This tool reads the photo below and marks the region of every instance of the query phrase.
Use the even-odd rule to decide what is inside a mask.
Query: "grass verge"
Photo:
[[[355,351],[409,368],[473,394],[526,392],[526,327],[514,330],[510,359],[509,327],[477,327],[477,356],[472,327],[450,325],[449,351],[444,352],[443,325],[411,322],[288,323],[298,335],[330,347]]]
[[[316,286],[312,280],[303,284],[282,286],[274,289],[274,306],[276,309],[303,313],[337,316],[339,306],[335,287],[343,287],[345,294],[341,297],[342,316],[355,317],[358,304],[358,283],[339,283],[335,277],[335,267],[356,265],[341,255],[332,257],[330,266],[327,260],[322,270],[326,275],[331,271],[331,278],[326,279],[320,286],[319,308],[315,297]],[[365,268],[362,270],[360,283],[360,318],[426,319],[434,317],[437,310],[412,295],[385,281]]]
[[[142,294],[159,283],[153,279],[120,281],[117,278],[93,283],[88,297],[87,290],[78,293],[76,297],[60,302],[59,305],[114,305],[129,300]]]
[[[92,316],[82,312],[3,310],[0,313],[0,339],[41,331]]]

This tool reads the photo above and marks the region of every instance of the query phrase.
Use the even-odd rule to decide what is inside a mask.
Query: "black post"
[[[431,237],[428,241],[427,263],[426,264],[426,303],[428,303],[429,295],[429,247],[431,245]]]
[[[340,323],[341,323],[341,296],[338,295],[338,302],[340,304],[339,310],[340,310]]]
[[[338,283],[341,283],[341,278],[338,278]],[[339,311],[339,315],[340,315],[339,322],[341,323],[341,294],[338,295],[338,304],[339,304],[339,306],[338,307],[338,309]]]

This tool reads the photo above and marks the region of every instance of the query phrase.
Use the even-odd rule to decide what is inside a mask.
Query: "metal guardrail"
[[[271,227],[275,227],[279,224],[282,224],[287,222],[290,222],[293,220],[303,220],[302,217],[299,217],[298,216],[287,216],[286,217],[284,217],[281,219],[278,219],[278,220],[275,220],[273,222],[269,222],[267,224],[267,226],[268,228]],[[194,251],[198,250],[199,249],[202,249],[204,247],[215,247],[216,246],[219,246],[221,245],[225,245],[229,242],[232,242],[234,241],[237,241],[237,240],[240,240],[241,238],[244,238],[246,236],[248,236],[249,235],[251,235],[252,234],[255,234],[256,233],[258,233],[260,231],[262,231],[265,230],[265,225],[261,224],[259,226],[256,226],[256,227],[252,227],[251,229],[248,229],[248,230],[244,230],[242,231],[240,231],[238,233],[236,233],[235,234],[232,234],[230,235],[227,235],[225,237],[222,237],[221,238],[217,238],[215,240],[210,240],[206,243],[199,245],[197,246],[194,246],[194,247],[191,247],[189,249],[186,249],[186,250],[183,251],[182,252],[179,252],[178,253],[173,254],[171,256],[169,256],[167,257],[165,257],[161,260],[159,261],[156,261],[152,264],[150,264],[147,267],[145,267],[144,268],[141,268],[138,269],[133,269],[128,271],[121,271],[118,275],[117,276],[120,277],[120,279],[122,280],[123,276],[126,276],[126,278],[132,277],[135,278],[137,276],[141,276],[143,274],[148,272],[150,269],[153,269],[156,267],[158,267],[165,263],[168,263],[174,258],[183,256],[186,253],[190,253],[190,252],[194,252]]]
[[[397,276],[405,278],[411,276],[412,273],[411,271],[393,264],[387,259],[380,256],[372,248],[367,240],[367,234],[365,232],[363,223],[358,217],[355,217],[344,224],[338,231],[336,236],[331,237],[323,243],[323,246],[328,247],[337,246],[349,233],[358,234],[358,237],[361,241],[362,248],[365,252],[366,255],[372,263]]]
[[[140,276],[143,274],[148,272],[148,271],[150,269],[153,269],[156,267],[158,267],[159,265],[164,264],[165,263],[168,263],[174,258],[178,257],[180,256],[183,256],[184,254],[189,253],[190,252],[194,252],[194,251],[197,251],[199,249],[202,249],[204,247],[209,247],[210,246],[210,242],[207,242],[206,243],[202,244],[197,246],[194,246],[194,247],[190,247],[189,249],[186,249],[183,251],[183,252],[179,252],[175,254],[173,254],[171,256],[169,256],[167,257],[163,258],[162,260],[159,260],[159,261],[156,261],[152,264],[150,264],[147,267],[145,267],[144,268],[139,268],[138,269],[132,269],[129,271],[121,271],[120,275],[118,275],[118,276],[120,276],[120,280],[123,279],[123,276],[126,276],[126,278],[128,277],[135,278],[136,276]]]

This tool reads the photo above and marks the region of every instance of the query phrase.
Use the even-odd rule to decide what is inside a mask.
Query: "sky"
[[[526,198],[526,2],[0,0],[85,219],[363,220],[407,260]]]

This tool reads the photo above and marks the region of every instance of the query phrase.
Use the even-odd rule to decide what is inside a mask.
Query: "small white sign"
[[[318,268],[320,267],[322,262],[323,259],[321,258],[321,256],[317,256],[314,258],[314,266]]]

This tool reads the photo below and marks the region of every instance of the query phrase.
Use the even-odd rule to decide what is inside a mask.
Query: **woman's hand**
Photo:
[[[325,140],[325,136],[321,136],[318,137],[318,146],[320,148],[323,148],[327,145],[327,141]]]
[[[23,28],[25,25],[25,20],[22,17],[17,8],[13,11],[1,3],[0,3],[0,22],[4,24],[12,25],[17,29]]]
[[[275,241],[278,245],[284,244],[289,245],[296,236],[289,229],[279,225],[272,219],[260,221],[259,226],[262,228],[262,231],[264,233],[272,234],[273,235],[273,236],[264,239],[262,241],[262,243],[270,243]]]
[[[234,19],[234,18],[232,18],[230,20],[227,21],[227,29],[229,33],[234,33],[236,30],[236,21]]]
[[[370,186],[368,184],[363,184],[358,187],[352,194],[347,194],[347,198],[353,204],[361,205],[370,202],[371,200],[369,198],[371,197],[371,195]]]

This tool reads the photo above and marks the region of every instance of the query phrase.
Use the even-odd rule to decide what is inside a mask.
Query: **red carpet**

■ ■ ■

## Short exercise
Retype every line of the listing above verbatim, from the first line through the last.

## Response to this exercise
This tool reads the photo below and marks the region of every instance of the query phrase.
Use the even-odd rule to decide what is inside a mask.
Query: "grass verge"
Photo:
[[[355,351],[409,368],[473,394],[526,392],[526,327],[514,330],[510,359],[509,327],[477,327],[477,356],[472,327],[450,325],[449,351],[444,352],[443,325],[411,322],[288,323],[298,335],[330,347]]]
[[[316,286],[312,280],[303,284],[282,286],[274,289],[274,306],[276,309],[303,313],[337,316],[339,306],[335,287],[343,287],[345,294],[341,297],[342,316],[355,317],[358,304],[358,283],[339,283],[335,277],[335,267],[356,265],[341,255],[332,257],[330,266],[327,260],[322,270],[326,275],[331,271],[331,278],[326,279],[320,286],[319,308],[315,297]],[[365,268],[362,270],[360,283],[360,318],[426,319],[434,317],[437,310],[412,295],[385,281]]]
[[[142,294],[159,283],[153,279],[120,281],[117,278],[93,283],[88,297],[87,290],[78,293],[76,297],[60,302],[59,305],[114,305],[129,300]]]
[[[92,316],[82,312],[3,310],[0,313],[0,339],[41,331]]]

This tool reads the photo above and marks the region of every instance of the query phrase.
Use the even-odd rule to decide what is inside a mask.
Query: "black post"
[[[431,237],[428,241],[427,263],[426,264],[426,303],[428,303],[429,295],[429,247],[431,245]]]
[[[340,323],[341,323],[341,296],[338,295],[338,302],[340,304],[339,310],[340,310]]]
[[[338,283],[341,283],[341,278],[338,278]],[[339,311],[339,315],[340,315],[339,322],[341,323],[341,294],[338,295],[338,304],[339,304],[339,306],[338,307],[338,309]]]

This tool reads the photo above and marks the region of every instance of the query phrase.
Use the even-odd rule to decide what is inside a mask.
Query: "metal guardrail"
[[[271,227],[275,227],[279,224],[282,224],[287,222],[290,222],[293,220],[303,220],[302,217],[299,217],[298,216],[287,216],[286,217],[284,217],[281,219],[278,219],[278,220],[275,220],[273,222],[269,222],[267,224],[267,226],[268,228]],[[194,251],[198,250],[199,249],[202,249],[204,247],[215,247],[216,246],[219,246],[221,245],[225,245],[229,242],[232,242],[234,241],[237,241],[237,240],[240,240],[241,238],[244,238],[246,236],[248,236],[249,235],[251,235],[252,234],[255,234],[256,233],[258,233],[260,231],[262,231],[265,230],[265,225],[261,224],[259,226],[256,226],[256,227],[252,227],[251,229],[248,229],[248,230],[244,230],[242,231],[240,231],[238,233],[236,233],[235,234],[232,234],[230,235],[227,235],[225,237],[222,237],[221,238],[217,238],[215,240],[210,240],[206,243],[199,245],[197,246],[194,246],[194,247],[191,247],[189,249],[186,249],[186,250],[183,251],[182,252],[179,252],[178,253],[173,254],[171,256],[169,256],[167,257],[165,257],[161,260],[159,261],[156,261],[152,264],[150,264],[147,267],[145,267],[144,268],[141,268],[138,269],[133,269],[128,271],[121,271],[118,275],[117,276],[120,277],[120,279],[122,280],[123,276],[126,276],[126,278],[132,277],[135,278],[137,276],[141,276],[143,274],[148,272],[150,269],[153,269],[156,267],[158,267],[165,263],[168,263],[174,258],[183,256],[186,253],[190,253],[190,252],[194,252]]]
[[[397,276],[405,278],[411,276],[412,273],[411,271],[393,264],[387,259],[380,256],[372,248],[367,240],[367,234],[365,232],[363,223],[358,217],[355,217],[344,224],[338,231],[336,236],[331,237],[323,243],[323,246],[328,247],[337,246],[349,233],[358,234],[358,237],[361,241],[362,248],[365,252],[366,255],[372,263]]]
[[[140,276],[143,274],[148,272],[148,271],[150,269],[153,269],[156,267],[158,267],[159,265],[164,264],[165,263],[168,263],[174,258],[178,257],[180,256],[183,256],[184,254],[189,253],[190,252],[194,252],[194,251],[197,251],[199,249],[202,249],[204,247],[209,247],[210,246],[210,242],[207,242],[206,243],[202,244],[197,246],[194,246],[194,247],[190,247],[189,249],[186,249],[183,251],[183,252],[179,252],[175,254],[173,254],[171,256],[169,256],[167,257],[163,258],[162,260],[159,260],[159,261],[156,261],[152,264],[150,264],[147,267],[145,267],[144,268],[139,268],[138,269],[132,269],[129,271],[121,271],[120,275],[118,275],[118,276],[120,276],[120,280],[123,279],[123,276],[126,276],[126,278],[128,277],[135,278],[136,276]]]

This tool reads the photo above and marks the region of every instance of the query phrase.
Use the even-odd rule to decide what is inside a mask.
Query: "sky"
[[[526,198],[526,2],[0,0],[85,219],[363,220],[407,260]]]

This tool reads the photo above and marks the region of every instance of the query phrase.
Use the even-odd rule to decide what is inside a mask.
Query: "small white sign"
[[[318,268],[320,267],[322,262],[323,259],[321,258],[321,256],[317,256],[314,258],[314,266]]]

This tool reads the photo below and marks the region of every instance of the query phrase.
Use the even-odd rule to decide what is inside a mask.
Query: **woman's hand**
Photo:
[[[325,140],[325,136],[321,136],[318,137],[318,146],[320,148],[323,148],[327,145],[327,141]]]
[[[23,28],[25,25],[25,20],[22,17],[17,8],[13,11],[1,3],[0,3],[0,22],[4,24],[12,25],[17,29]]]
[[[275,241],[278,245],[284,244],[289,245],[296,236],[289,229],[279,225],[272,219],[260,221],[259,226],[262,228],[262,231],[264,233],[272,234],[273,235],[273,236],[264,239],[262,241],[262,243],[270,243]]]
[[[234,19],[234,18],[232,18],[230,20],[227,21],[227,29],[229,33],[234,33],[236,30],[236,21]]]
[[[370,186],[368,184],[363,184],[358,187],[352,194],[347,194],[347,198],[353,204],[361,205],[370,202],[371,200],[369,198],[371,197],[371,195]]]

This tool reads the photo above and marks the region of every instance of the query phrase.
Use the even-odd rule to decide what is inside a mask.
Query: **red carpet**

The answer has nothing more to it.